— SOURCE TEXT —
- Opening Delimiter -
Dinosaur mummy yields its secrets
By Jason Palmer
Science and technology reporter, BBC News
A remarkably well-preserved fossil of a dinosaur has been analysed by scientists writing in the journal Proceedings of the Royal Society B.
They describe how the fossil's soft tissues were spared from decay by fine sediments that formed a mineral cast.
Tests have shown that the fossil still holds cell-like structures - but their constituent proteins have decayed.
The team says the cellular structure of the dinosaur's skin was similar to that of dinosaurs' modern-day descendants.
A member of the duck-billed hadrosaur family, the fossil was found in North Dakota in the US and has been nicknamed "Dakota".
Phil Manning of the University of Manchester and his collaborators have been employing a number of techniques to tease out as much information as they can from the fossil.
They believe that the dinosaur fell into a watery grave, with little oxygen present to speed along the decay process. Meanwhile, very fine sediments reacted with the soft tissues of the animal, forming a kind of cement.
- Closing Delimiter -
Items from a data source
- Opening Delimiter -
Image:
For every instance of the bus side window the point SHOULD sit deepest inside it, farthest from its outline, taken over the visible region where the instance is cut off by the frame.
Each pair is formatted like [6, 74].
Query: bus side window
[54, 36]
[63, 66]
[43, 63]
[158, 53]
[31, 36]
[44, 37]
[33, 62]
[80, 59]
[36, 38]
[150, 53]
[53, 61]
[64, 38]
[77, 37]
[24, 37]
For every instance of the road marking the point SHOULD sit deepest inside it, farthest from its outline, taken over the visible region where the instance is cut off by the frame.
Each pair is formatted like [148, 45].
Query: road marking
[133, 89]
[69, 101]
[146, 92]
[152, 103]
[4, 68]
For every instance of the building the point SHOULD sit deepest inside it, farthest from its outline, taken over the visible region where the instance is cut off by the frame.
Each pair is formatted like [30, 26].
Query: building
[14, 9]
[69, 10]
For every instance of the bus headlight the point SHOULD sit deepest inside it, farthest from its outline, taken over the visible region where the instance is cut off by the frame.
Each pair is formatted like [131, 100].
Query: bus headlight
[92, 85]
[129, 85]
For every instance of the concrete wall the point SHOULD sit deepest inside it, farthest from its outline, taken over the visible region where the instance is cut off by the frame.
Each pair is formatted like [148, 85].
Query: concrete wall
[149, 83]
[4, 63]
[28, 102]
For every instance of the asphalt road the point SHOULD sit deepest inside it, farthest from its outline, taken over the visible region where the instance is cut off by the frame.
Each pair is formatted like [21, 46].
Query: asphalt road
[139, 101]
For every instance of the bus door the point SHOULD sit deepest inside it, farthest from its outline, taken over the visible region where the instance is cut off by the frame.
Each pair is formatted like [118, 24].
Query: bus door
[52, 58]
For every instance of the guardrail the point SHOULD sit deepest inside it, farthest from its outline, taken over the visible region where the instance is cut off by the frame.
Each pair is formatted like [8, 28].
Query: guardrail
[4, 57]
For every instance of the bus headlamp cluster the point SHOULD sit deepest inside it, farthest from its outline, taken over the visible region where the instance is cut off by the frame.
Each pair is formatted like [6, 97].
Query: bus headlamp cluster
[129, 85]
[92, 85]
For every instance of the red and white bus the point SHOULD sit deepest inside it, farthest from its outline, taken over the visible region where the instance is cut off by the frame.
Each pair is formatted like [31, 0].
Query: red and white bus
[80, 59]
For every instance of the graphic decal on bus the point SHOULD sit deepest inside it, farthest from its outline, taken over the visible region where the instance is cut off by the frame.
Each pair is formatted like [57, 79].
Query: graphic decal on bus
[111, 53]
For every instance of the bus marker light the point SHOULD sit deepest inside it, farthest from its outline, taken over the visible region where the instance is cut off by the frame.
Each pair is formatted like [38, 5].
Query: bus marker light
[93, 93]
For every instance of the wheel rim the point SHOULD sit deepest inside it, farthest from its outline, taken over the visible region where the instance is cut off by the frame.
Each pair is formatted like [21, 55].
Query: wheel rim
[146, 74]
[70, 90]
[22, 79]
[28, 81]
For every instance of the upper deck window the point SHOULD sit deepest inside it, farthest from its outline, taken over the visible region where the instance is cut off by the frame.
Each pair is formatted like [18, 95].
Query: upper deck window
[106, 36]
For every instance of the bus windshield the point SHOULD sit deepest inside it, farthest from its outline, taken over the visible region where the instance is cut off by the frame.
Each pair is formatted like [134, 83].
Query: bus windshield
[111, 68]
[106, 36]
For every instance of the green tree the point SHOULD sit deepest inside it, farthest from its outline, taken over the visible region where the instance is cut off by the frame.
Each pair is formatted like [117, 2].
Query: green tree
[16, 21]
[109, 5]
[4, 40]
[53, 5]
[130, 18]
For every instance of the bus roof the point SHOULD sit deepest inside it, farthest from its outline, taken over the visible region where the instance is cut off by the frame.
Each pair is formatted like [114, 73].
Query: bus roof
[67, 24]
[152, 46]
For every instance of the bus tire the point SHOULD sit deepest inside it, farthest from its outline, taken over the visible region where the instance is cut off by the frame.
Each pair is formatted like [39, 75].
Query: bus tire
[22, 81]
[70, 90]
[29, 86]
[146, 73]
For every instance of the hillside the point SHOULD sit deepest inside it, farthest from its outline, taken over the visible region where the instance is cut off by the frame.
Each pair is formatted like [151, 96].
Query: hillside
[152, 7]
- Closing Delimiter -
- Opening Delimiter -
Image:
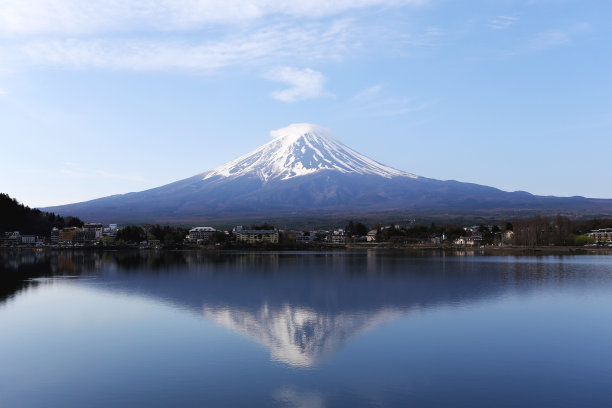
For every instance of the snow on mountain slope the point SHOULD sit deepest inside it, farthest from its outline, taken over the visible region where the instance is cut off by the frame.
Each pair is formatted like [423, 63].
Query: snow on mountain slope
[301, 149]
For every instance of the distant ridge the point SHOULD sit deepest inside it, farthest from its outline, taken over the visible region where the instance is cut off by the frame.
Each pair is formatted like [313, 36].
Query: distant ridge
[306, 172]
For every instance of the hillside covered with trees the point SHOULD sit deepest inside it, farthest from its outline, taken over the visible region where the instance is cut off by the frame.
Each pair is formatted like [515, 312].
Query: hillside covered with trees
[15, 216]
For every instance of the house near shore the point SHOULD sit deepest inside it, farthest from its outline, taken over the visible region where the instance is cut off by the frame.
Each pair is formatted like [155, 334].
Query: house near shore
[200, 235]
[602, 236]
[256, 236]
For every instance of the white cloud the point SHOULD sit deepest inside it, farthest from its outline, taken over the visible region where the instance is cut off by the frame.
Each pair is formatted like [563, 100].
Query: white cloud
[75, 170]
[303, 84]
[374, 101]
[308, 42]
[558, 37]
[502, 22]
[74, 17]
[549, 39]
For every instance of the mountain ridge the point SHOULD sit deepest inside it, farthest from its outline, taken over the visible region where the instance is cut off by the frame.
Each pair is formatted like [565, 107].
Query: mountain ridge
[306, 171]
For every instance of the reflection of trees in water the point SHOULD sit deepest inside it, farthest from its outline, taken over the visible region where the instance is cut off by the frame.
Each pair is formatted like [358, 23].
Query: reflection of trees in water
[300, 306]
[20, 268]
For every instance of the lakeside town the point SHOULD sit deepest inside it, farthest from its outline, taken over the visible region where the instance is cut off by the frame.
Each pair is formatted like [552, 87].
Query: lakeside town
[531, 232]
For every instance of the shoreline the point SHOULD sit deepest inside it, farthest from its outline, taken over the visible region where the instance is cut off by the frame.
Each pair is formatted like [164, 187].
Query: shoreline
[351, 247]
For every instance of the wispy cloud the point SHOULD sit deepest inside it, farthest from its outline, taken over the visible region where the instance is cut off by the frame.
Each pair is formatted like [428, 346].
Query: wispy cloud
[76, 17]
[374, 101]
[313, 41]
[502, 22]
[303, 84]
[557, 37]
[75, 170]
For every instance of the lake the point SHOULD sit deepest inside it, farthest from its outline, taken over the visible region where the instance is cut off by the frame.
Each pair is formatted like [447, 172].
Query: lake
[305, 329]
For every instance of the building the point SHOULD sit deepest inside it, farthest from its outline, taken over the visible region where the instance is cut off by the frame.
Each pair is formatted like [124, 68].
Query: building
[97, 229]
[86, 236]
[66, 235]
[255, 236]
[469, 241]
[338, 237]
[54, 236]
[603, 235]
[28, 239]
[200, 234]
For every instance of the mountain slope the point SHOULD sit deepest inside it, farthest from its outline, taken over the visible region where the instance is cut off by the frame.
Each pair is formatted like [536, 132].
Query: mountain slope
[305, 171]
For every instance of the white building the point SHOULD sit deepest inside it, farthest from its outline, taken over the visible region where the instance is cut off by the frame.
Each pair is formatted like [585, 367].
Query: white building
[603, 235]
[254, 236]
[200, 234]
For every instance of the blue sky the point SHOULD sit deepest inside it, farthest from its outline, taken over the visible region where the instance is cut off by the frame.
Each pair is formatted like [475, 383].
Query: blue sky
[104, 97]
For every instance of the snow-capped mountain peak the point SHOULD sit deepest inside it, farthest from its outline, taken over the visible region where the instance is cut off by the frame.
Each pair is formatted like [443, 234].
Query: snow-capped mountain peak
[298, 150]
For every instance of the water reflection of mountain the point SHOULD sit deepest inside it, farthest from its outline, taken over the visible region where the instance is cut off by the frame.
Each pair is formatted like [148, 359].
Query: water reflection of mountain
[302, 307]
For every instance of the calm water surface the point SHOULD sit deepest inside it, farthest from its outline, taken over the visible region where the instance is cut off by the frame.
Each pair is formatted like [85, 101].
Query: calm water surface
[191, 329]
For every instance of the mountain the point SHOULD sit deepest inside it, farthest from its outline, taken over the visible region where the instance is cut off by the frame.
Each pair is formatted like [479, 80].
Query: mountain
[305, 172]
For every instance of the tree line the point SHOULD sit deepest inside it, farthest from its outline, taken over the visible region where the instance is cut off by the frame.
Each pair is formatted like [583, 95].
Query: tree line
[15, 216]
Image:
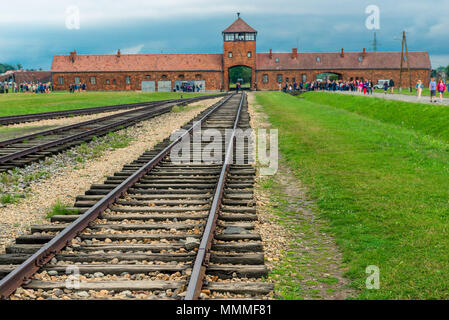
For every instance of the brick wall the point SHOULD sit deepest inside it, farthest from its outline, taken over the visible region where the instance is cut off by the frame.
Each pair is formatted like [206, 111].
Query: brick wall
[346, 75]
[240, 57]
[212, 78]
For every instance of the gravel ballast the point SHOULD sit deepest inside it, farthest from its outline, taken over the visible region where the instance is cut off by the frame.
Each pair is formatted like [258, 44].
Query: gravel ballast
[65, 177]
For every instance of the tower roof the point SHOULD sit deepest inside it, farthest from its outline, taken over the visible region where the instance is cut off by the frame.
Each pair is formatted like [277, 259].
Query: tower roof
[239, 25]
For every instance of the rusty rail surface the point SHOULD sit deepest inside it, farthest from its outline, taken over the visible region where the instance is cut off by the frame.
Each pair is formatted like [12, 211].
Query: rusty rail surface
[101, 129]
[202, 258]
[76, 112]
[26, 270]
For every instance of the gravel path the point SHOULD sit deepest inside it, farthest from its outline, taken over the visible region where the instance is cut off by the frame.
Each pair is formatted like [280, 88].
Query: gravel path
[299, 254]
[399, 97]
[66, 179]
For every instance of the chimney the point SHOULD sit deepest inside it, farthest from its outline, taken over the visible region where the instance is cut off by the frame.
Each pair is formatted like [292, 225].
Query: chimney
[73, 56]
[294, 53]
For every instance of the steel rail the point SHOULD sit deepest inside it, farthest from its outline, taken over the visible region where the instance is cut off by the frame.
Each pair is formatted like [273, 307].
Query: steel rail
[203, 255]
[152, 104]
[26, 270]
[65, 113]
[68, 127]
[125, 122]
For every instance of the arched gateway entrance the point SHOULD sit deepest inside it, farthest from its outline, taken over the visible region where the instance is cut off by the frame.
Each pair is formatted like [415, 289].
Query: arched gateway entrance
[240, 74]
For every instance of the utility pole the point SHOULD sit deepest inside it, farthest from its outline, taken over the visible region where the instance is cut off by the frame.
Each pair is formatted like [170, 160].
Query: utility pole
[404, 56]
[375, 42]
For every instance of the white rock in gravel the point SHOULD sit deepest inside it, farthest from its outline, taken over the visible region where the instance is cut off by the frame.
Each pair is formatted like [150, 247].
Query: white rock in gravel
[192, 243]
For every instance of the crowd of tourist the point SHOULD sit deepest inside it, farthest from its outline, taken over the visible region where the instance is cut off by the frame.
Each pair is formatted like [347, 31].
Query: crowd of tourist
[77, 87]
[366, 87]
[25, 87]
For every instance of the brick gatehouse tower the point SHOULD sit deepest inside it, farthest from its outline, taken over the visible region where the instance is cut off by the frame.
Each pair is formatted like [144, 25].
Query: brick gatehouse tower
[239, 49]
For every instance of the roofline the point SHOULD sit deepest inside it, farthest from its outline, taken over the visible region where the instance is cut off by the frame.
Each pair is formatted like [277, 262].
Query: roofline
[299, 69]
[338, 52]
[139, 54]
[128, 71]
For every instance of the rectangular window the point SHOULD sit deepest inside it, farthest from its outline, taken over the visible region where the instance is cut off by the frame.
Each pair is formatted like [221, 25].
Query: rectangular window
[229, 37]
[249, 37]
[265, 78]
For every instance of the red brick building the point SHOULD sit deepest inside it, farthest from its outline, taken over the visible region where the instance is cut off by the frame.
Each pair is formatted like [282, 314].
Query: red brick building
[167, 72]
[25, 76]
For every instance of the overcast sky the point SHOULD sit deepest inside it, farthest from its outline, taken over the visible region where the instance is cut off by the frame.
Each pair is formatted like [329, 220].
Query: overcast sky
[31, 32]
- Closing Delimiter -
— THE PROBLEM —
Please retype the dinosaur mummy article, everything from "The team says" down to "kind of cement.". You won't need the material for this.

— SOLUTION FOR THIS EXERCISE —
The team says the cellular structure of the dinosaur's skin was similar to that of dinosaurs' modern-day descendants.
A member of the duck-billed hadrosaur family, the fossil was found in North Dakota in the US and has been nicknamed "Dakota".
Phil Manning of the University of Manchester and his collaborators have been employing a number of techniques to tease out as much information as they can from the fossil.
They believe that the dinosaur fell into a watery grave, with little oxygen present to speed along the decay process. Meanwhile, very fine sediments reacted with the soft tissues of the animal, forming a kind of cement.